[Instructions for the task]:
Each entry below is to be printed verbatim.

[Stored records]:
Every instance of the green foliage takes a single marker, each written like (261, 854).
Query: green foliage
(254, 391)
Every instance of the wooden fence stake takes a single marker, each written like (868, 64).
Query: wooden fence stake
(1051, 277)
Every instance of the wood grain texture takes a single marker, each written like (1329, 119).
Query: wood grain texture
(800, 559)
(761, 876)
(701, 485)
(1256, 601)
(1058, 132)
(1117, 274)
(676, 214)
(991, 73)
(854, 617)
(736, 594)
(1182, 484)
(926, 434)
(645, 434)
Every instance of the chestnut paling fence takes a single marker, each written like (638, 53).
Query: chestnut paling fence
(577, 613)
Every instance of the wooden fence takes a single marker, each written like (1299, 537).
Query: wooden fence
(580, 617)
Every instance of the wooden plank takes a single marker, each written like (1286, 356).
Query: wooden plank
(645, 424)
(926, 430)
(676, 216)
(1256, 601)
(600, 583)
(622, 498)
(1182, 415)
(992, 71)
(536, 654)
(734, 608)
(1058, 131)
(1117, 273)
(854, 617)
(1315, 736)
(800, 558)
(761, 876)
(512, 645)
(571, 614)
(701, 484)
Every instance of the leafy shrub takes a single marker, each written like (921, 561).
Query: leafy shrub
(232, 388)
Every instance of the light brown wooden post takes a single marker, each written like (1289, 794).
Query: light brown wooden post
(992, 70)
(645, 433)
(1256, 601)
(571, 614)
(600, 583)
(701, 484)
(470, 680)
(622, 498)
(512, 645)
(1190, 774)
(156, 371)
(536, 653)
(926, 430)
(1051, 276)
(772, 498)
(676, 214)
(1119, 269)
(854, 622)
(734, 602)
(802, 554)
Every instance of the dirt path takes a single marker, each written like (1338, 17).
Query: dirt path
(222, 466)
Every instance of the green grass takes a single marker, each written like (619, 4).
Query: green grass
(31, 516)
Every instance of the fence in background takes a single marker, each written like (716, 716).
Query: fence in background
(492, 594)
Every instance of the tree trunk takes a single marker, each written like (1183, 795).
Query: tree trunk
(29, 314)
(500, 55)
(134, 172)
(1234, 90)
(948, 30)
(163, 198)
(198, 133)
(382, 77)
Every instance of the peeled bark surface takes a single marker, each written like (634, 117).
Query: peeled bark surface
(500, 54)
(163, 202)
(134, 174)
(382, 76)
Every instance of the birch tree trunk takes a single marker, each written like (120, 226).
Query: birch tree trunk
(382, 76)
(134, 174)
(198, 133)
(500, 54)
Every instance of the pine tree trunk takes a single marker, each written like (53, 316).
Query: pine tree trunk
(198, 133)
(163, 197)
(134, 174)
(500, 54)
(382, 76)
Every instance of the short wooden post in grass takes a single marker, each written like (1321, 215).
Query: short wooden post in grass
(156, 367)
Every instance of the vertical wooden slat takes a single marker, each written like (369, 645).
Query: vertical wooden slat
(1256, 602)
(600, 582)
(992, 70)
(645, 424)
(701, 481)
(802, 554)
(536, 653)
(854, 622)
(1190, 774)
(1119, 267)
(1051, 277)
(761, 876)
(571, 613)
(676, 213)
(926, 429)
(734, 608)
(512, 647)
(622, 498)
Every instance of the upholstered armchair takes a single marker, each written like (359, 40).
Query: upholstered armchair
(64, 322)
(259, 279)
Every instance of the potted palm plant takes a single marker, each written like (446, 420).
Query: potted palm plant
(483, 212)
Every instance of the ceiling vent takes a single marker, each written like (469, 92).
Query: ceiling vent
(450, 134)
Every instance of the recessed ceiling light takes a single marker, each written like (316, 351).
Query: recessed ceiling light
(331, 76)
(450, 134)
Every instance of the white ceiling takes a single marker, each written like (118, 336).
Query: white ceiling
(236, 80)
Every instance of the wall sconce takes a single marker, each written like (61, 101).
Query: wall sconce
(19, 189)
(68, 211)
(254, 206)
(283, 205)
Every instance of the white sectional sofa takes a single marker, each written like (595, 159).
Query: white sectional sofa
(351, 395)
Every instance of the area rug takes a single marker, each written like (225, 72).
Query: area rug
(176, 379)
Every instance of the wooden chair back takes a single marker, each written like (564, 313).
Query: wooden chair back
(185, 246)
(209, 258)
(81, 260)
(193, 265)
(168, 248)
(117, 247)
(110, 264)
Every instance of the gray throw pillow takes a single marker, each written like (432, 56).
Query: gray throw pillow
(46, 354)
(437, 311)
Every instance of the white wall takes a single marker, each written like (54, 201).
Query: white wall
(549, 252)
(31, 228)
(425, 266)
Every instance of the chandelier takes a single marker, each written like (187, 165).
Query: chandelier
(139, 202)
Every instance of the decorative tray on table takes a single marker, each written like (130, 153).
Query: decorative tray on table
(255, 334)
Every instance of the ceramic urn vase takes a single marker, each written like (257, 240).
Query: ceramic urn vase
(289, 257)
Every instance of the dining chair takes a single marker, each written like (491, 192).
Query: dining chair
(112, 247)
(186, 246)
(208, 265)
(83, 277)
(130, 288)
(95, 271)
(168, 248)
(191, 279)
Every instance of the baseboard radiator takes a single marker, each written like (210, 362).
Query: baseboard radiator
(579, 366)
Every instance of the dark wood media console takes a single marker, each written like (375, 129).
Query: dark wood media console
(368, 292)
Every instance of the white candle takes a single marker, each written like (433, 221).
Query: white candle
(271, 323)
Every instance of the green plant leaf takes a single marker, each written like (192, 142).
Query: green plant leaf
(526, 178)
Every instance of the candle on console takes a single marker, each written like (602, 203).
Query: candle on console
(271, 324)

[Complete response]:
Every instance of the green foliage takes a single marker, each written like (261, 854).
Query: green foliage
(254, 391)
Every instance of the wooden fence stake takes a single marker, each written like (868, 64).
Query: wooden fence stake
(1051, 277)
Every instance of the wood grain texture takes a single marker, each written like (1329, 119).
Query: wood grain texture
(800, 559)
(761, 876)
(701, 485)
(1256, 601)
(1058, 132)
(1117, 274)
(676, 214)
(991, 73)
(854, 617)
(736, 594)
(1182, 484)
(926, 434)
(645, 434)
Every instance of the chestnut paling fence takes a single marker, each written like (638, 53).
Query: chestnut paling fence
(577, 613)
Every instance of the wooden fence takes a single marker, each written like (1299, 537).
Query: wooden fence
(580, 617)
Every instance of the wooden plank takes a single marker, each written like (1286, 356).
Query: wooden plank
(645, 424)
(926, 430)
(676, 216)
(1256, 601)
(600, 583)
(622, 498)
(1182, 415)
(992, 71)
(536, 654)
(734, 608)
(1058, 131)
(1117, 273)
(854, 617)
(1315, 736)
(800, 558)
(761, 876)
(512, 645)
(571, 614)
(701, 484)
Every instance of the leafy shrub takes a single marker, each written like (921, 561).
Query: leafy shrub
(232, 388)
Every instance of the light brown wooden post takes a single marker, each written like (1289, 794).
Query: light brown wooden post
(992, 70)
(645, 433)
(1256, 601)
(571, 614)
(600, 583)
(701, 484)
(470, 680)
(622, 498)
(512, 645)
(1190, 774)
(156, 371)
(536, 653)
(926, 430)
(1051, 276)
(772, 498)
(676, 214)
(1119, 269)
(854, 622)
(734, 602)
(802, 554)
Every instance of the dirt path takes a single marker, each written like (1338, 17).
Query: dirt path
(222, 466)
Every instance of the green grass takes a single marker, each written like (619, 4).
Query: green grass
(31, 516)
Every instance of the fence in background takes a single marker, each written like (716, 716).
Query: fence in background
(492, 594)
Every instance of the tree trunk takes a single marker, each written like (1183, 795).
Query: tree trunk
(29, 314)
(500, 55)
(134, 172)
(1234, 90)
(948, 30)
(163, 198)
(198, 133)
(382, 77)
Every instance of the peeled bark surface takes a single marker, each written like (634, 117).
Query: peeled bark surface
(500, 54)
(163, 202)
(134, 174)
(382, 76)
Every instance of the birch tree trunk takes a single marker, each written like (120, 226).
Query: birch tree trunk
(382, 76)
(134, 174)
(198, 133)
(500, 54)
Every instance of the pine tree trunk takes a single marker, each written like (53, 316).
Query: pine tree trunk
(198, 133)
(163, 197)
(134, 174)
(500, 54)
(382, 76)
Every instance of the short wooden post in grass takes a single marker, each written like (1321, 215).
Query: short wooden post in grass
(156, 367)
Every instance of the vertical wooden slat takes a single marker, each written like (369, 645).
Query: vertical wooden slat
(1256, 602)
(600, 582)
(992, 70)
(645, 424)
(701, 481)
(802, 554)
(536, 653)
(854, 622)
(1190, 774)
(1119, 267)
(1051, 277)
(761, 876)
(571, 613)
(676, 213)
(926, 429)
(734, 608)
(512, 647)
(622, 498)
Every instance of the upholstered armchair takes a single marker, each written like (359, 40).
Query: upholstered armchair
(64, 322)
(259, 279)
Every instance of the potted palm plant takes a single marker, each written like (446, 420).
Query: potted palm plant
(483, 212)
Every instance of the ceiling vent takes a single marker, each written like (469, 92).
Query: ceiling vent
(450, 134)
Every instance of the recessed ceiling light takes a single marker, each written like (316, 351).
Query: recessed ceiling light
(331, 76)
(450, 134)
Every instance of the white ceiling takes a single marker, each written like (118, 336).
Query: white ceiling
(236, 80)
Every instance of the wall sconce takes a single marker, each written like (61, 101).
Query: wall sconce
(19, 189)
(68, 211)
(254, 206)
(283, 205)
Every instance of the white sectional sofa takes a single marker, each written like (595, 159).
Query: white sectional sofa
(351, 395)
Every instance of the area rug takes a single marker, each written like (225, 72).
Query: area rug
(176, 379)
Every instance of the wooden chair back takes a single marker, each written like (564, 313).
Query: wooden chair back
(185, 246)
(209, 258)
(81, 260)
(193, 265)
(168, 248)
(117, 247)
(110, 264)
Every instance of the gray throw pillow takes a single marker, each written like (432, 56).
Query: gray throw pillow
(46, 354)
(437, 311)
Every instance of the white wall takes a single marker, each written like (54, 201).
Query: white wall
(549, 252)
(31, 228)
(425, 266)
Every instance of the chandelier takes a single marker, each written like (187, 165).
Query: chandelier
(139, 202)
Every instance of the decorative tray on table takes a single marker, each written like (130, 153).
Query: decorative tray on table
(255, 334)
Every instance of the ceramic urn vase takes a single marker, each written like (257, 240).
Query: ceramic urn vase
(289, 257)
Every instance of the dining chair takes a single marker, each written like (491, 192).
Query: dining chair
(112, 247)
(186, 246)
(208, 265)
(83, 277)
(130, 288)
(95, 271)
(168, 248)
(191, 279)
Every instance of the baseboard radiator takes a single marker, each written like (210, 362).
Query: baseboard radiator
(579, 366)
Every instance of the dark wood media console takes a single marker, each written like (375, 129).
Query: dark wood media console
(368, 292)
Every instance of the white candle takes a single marker, each written like (433, 221).
Query: white candle
(271, 323)
Every instance of the green plant leaf takes a single marker, each written like (192, 142).
Query: green plant leaf
(526, 178)
Every instance of the candle on console takes a single marker, each written like (602, 203).
Query: candle on console
(271, 324)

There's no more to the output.